**SHORT EXERCISE**. In all of the records below, replace every "wooden" with "timber" and write out the lines again with nothing else changed. Leave out the pictures.
········
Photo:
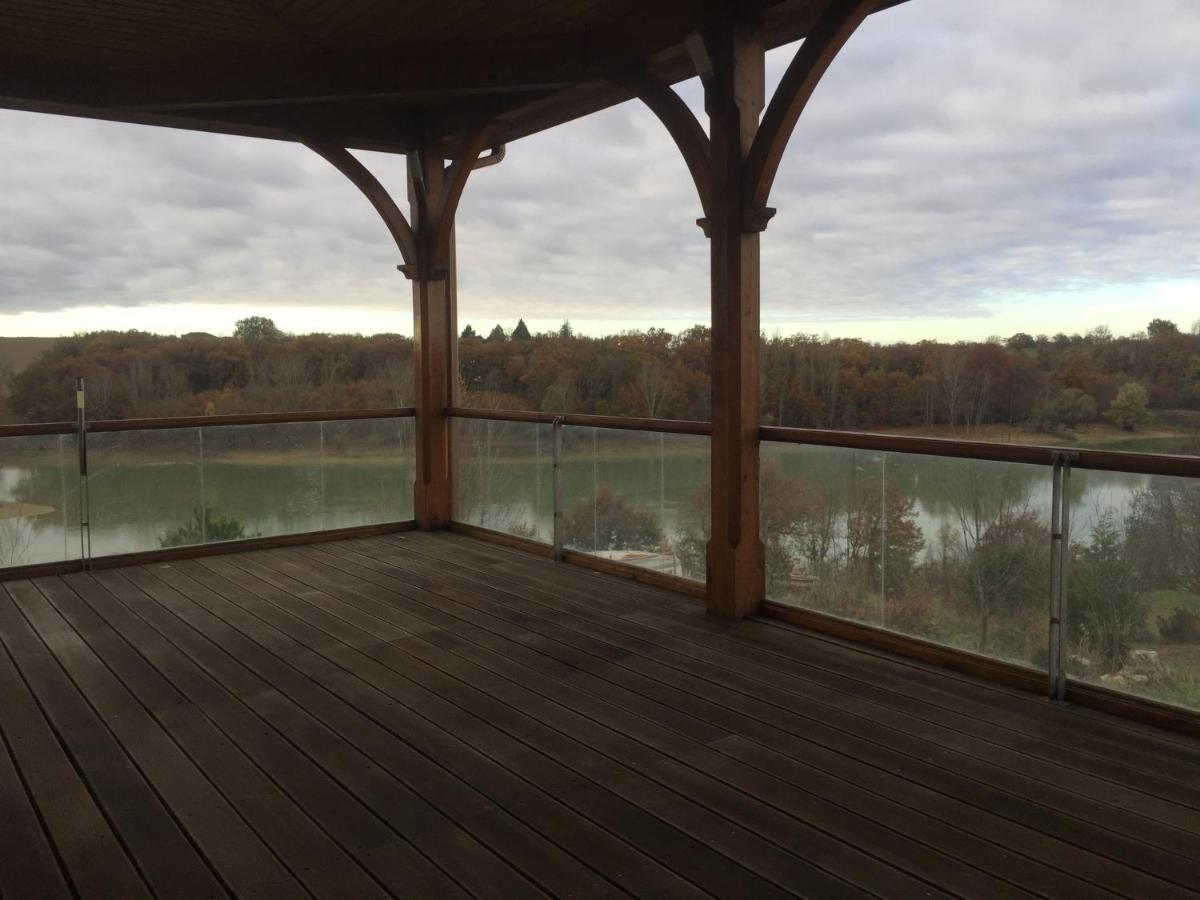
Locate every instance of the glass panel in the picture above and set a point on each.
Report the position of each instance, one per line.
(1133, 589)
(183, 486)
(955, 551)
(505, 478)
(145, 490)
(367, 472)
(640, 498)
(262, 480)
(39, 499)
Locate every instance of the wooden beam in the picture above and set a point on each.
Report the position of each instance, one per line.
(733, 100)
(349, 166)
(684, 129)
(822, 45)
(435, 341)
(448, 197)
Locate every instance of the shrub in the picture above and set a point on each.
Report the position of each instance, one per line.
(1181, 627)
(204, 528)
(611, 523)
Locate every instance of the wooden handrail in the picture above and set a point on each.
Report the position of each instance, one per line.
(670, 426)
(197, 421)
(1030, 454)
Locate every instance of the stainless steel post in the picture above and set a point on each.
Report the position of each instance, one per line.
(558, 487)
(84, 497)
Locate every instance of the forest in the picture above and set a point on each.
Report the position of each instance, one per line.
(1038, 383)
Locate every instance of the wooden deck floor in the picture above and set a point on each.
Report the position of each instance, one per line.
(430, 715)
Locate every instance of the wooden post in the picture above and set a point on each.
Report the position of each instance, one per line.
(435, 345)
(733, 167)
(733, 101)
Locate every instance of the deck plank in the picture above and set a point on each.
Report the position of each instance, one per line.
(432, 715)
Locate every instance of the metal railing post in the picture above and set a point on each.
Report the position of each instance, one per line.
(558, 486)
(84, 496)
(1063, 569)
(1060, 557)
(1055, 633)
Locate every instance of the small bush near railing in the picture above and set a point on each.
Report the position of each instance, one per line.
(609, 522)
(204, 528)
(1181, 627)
········
**OUTPUT FOR THIS TASK**.
Photo:
Locate every instance of the glass panel in the picture above and set a point on each.
Report the position of each instance, one per line.
(1133, 589)
(183, 486)
(955, 551)
(505, 478)
(145, 490)
(367, 472)
(640, 498)
(262, 480)
(39, 499)
Locate every instance of the timber beam in the picture above and set a point on each.
Report the position of each instance, one per line.
(733, 100)
(349, 166)
(684, 129)
(822, 45)
(435, 341)
(448, 197)
Locate every instance of the shrub in the picture above and set a point on each.
Report the position of each instance, one per line.
(1181, 627)
(204, 528)
(611, 523)
Locate every instance of the timber handrail in the picture above and set a point on each.
Report the position of each instance, one per line.
(670, 426)
(197, 421)
(1030, 454)
Locate every instance of the stainless steel post in the picture above and set a point on each.
Report the position of each instance, one per line.
(558, 487)
(84, 497)
Locate every instance of the forest in the picture above and set a point on each.
Report the position of each instance, one per line.
(1038, 383)
Locate every instance of the timber deck floor in the picture above and set a point on each.
Report the position of each instance, one per line.
(430, 715)
Locate every instance of the timber post in the picture above and set a point on each.
Report the position of each instance, one per line.
(435, 345)
(733, 167)
(733, 101)
Locate every instance of the deck plank in the picture above and set a point on each.
Report the position of each instance, one per line.
(432, 715)
Locate every instance of the metal railing post in the picture above and set a point on each.
Report the position of each instance, one per line.
(558, 486)
(84, 496)
(1063, 569)
(1060, 557)
(1055, 633)
Locate every instance of the small bush near railing in the picture above and set a point on each.
Report the position of each instance, one per line.
(609, 522)
(204, 528)
(1181, 627)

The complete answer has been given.